::: Records for this exercise
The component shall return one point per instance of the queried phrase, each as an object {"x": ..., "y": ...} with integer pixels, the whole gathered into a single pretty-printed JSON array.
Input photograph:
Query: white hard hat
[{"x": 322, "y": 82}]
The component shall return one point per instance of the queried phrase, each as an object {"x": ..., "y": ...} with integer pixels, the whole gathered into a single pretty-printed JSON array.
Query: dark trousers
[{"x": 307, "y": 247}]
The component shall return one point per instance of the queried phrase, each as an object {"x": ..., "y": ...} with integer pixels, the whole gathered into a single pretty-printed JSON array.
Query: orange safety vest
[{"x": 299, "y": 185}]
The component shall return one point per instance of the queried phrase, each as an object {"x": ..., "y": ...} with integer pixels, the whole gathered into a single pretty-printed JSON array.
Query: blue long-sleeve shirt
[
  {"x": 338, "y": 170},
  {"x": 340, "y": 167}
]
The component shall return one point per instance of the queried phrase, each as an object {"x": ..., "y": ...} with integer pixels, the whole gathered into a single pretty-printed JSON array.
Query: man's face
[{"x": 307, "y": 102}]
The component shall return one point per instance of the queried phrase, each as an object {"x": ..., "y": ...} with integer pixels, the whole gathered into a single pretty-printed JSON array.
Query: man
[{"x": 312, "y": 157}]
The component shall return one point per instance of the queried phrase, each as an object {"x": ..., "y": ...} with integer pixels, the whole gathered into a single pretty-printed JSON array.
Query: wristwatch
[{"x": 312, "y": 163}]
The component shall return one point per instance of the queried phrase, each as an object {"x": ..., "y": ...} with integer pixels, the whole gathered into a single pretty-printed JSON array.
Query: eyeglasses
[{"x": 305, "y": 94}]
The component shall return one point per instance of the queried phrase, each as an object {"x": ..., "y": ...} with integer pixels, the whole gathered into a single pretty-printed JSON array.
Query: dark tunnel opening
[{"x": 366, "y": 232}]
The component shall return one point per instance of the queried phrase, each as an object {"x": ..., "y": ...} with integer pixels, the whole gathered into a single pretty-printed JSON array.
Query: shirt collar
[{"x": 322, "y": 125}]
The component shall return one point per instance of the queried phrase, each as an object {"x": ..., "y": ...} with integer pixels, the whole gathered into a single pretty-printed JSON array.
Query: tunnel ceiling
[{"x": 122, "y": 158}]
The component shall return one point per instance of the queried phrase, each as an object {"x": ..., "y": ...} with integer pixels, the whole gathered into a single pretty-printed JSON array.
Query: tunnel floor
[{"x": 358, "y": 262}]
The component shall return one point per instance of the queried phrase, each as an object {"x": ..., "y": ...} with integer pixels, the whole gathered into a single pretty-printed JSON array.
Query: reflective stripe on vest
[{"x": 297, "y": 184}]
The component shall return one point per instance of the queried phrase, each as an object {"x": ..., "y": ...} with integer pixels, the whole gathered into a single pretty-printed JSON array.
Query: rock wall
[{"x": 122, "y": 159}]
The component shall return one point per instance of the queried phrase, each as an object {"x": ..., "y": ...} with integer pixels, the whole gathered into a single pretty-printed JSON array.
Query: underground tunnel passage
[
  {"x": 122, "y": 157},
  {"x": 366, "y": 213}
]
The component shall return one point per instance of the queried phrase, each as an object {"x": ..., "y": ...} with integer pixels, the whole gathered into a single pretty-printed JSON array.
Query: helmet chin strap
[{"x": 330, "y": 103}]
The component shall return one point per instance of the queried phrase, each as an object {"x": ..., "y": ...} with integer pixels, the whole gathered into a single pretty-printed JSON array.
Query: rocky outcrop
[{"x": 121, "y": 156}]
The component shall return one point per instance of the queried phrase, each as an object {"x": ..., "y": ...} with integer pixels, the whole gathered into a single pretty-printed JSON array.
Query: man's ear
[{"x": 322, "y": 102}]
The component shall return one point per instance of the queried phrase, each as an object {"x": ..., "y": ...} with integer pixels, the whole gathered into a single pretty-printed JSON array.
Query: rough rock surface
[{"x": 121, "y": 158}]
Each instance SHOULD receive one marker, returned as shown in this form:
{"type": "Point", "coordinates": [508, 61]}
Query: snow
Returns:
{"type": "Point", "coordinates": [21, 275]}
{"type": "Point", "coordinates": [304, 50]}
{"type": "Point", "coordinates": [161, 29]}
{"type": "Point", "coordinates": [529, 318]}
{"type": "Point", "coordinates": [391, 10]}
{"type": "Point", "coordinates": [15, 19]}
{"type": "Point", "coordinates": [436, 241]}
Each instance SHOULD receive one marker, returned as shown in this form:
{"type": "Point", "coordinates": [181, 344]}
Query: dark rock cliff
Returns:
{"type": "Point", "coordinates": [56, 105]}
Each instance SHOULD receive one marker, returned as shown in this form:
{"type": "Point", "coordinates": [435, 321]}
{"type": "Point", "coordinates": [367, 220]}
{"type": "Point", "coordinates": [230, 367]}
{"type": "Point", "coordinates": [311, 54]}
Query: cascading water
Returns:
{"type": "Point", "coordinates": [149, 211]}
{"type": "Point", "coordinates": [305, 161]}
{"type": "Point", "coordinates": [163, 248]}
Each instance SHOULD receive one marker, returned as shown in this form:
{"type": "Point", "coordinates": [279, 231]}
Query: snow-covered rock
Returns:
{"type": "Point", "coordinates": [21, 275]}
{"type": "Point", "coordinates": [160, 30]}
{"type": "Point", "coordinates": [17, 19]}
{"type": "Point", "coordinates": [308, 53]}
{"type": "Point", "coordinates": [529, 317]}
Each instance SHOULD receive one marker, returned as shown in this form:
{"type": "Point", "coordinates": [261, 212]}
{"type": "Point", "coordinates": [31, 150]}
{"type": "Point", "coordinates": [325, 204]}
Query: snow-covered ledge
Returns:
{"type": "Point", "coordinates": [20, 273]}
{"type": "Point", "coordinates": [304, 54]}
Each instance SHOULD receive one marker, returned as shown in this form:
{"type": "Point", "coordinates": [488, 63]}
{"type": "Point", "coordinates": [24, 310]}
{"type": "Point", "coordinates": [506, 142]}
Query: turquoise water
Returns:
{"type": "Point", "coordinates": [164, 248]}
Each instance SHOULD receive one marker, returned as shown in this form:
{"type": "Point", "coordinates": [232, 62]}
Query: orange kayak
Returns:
::::::
= Work instructions =
Now that the records have been shown, restate each one word for word.

= Exercise output =
The component shall return one point per instance of the queried phrase, each as an object {"x": ..., "y": ...} with integer pixels, the whole gathered into a single pretty-printed JSON array.
Input photograph:
Query: white hard hat
[{"x": 322, "y": 82}]
The component shall return one point per instance of the queried phrase, each as an object {"x": ..., "y": ...} with integer pixels, the whole gathered into a single pretty-printed JSON array.
Query: dark trousers
[{"x": 307, "y": 247}]
The component shall return one point per instance of the queried phrase, each as an object {"x": ..., "y": ...} with integer pixels, the whole gathered into a single pretty-printed JSON array.
Query: orange safety vest
[{"x": 299, "y": 185}]
The component shall return one point per instance of the queried phrase, each as an object {"x": ..., "y": ...} with integer pixels, the whole gathered into a single pretty-printed JSON array.
Query: blue long-sleeve shirt
[
  {"x": 338, "y": 170},
  {"x": 340, "y": 167}
]
The component shall return one point per instance of the queried phrase, each as an object {"x": ..., "y": ...} with integer pixels, the whole gathered into a single pretty-printed JSON array.
Query: man's face
[{"x": 307, "y": 102}]
The component shall return one point per instance of the queried phrase, each as an object {"x": ..., "y": ...} with integer pixels, the whole gathered into a single pretty-printed JSON array.
Query: man
[{"x": 312, "y": 157}]
The component shall return one point per instance of the queried phrase, each as an object {"x": ..., "y": ...} with integer pixels, the whole gathered into a single pretty-printed JSON array.
Query: wristwatch
[{"x": 312, "y": 163}]
The component shall return one point per instance of the queried phrase, each as an object {"x": ..., "y": ...} with integer pixels, the whole gathered into a single pretty-printed JSON array.
Query: eyeglasses
[{"x": 305, "y": 94}]
The component shall return one point per instance of the queried phrase, each as an object {"x": ..., "y": ...} with integer pixels, the whole gathered into a single pretty-printed JSON array.
Query: dark tunnel opening
[{"x": 366, "y": 232}]
The component shall return one point per instance of the queried phrase, each as an object {"x": ..., "y": ...} with integer pixels, the whole gathered into a single pretty-printed JSON array.
Query: shirt collar
[{"x": 322, "y": 125}]
The component shall return one point per instance of the queried phrase, each as an object {"x": ..., "y": ...} with integer pixels, the whole gathered into a single pretty-printed JSON array.
Query: tunnel ceiling
[{"x": 122, "y": 158}]
The component shall return one point per instance of the queried phrase, each as an object {"x": ..., "y": ...} with integer pixels, the whole gathered into a single pretty-printed JSON array.
Query: tunnel floor
[{"x": 358, "y": 262}]
The component shall return one point per instance of the queried phrase, each as an object {"x": ..., "y": ...} with integer pixels, the whole gathered into a single pretty-printed JSON array.
Query: reflective stripe on vest
[{"x": 297, "y": 184}]
The component shall return one point per instance of the queried phrase, each as an object {"x": ..., "y": ...} with integer pixels, the whole gathered into a single pretty-printed JSON array.
Query: rock wall
[{"x": 122, "y": 159}]
The component shall return one point per instance of the queried phrase, each as an object {"x": ..., "y": ...} with integer pixels, the whole gathered into a single pretty-printed JSON array.
Query: underground tunnel passage
[
  {"x": 122, "y": 157},
  {"x": 366, "y": 213}
]
The component shall return one point per instance of the queried phrase, each as an object {"x": ..., "y": ...} with integer pixels, the whole gathered into a single pretty-printed JSON array.
Query: helmet chin strap
[{"x": 330, "y": 103}]
The component shall return one point per instance of the queried phrase, each as an object {"x": ..., "y": ...} with integer pixels, the whole gathered into a single pretty-printed JSON array.
Query: rocky outcrop
[{"x": 121, "y": 156}]
The component shall return one point per instance of the queried phrase, each as an object {"x": ..., "y": ...} with integer pixels, the whole gathered into a single pretty-printed JSON array.
Query: man's ear
[{"x": 322, "y": 102}]
The component shall return one point per instance of the queried phrase, each as an object {"x": ..., "y": ...} with integer pixels, the whole gathered into a single pretty-printed JSON array.
Query: rough rock surface
[{"x": 121, "y": 158}]
Each instance SHOULD receive one marker, returned as shown in this form:
{"type": "Point", "coordinates": [508, 61]}
Query: snow
Returns:
{"type": "Point", "coordinates": [21, 275]}
{"type": "Point", "coordinates": [304, 50]}
{"type": "Point", "coordinates": [161, 29]}
{"type": "Point", "coordinates": [529, 318]}
{"type": "Point", "coordinates": [391, 10]}
{"type": "Point", "coordinates": [15, 19]}
{"type": "Point", "coordinates": [436, 241]}
Each instance SHOULD receive one marker, returned as shown in this form:
{"type": "Point", "coordinates": [181, 344]}
Query: dark rock cliff
Returns:
{"type": "Point", "coordinates": [56, 105]}
Each instance SHOULD receive one marker, returned as shown in this form:
{"type": "Point", "coordinates": [435, 321]}
{"type": "Point", "coordinates": [367, 220]}
{"type": "Point", "coordinates": [230, 367]}
{"type": "Point", "coordinates": [311, 54]}
Query: cascading water
Returns:
{"type": "Point", "coordinates": [149, 211]}
{"type": "Point", "coordinates": [305, 161]}
{"type": "Point", "coordinates": [163, 248]}
Each instance SHOULD receive one marker, returned as shown in this form:
{"type": "Point", "coordinates": [279, 231]}
Query: snow-covered rock
Returns:
{"type": "Point", "coordinates": [21, 275]}
{"type": "Point", "coordinates": [160, 30]}
{"type": "Point", "coordinates": [17, 19]}
{"type": "Point", "coordinates": [308, 53]}
{"type": "Point", "coordinates": [529, 317]}
Each instance SHOULD receive one marker, returned as shown in this form:
{"type": "Point", "coordinates": [261, 212]}
{"type": "Point", "coordinates": [31, 150]}
{"type": "Point", "coordinates": [325, 204]}
Query: snow-covered ledge
Returns:
{"type": "Point", "coordinates": [20, 273]}
{"type": "Point", "coordinates": [304, 54]}
Each instance SHOULD receive one marker, returned as shown in this form:
{"type": "Point", "coordinates": [488, 63]}
{"type": "Point", "coordinates": [24, 310]}
{"type": "Point", "coordinates": [506, 142]}
Query: turquoise water
Returns:
{"type": "Point", "coordinates": [164, 248]}
Each instance SHOULD receive one marker, returned as shown in this form:
{"type": "Point", "coordinates": [232, 62]}
Query: orange kayak
Returns:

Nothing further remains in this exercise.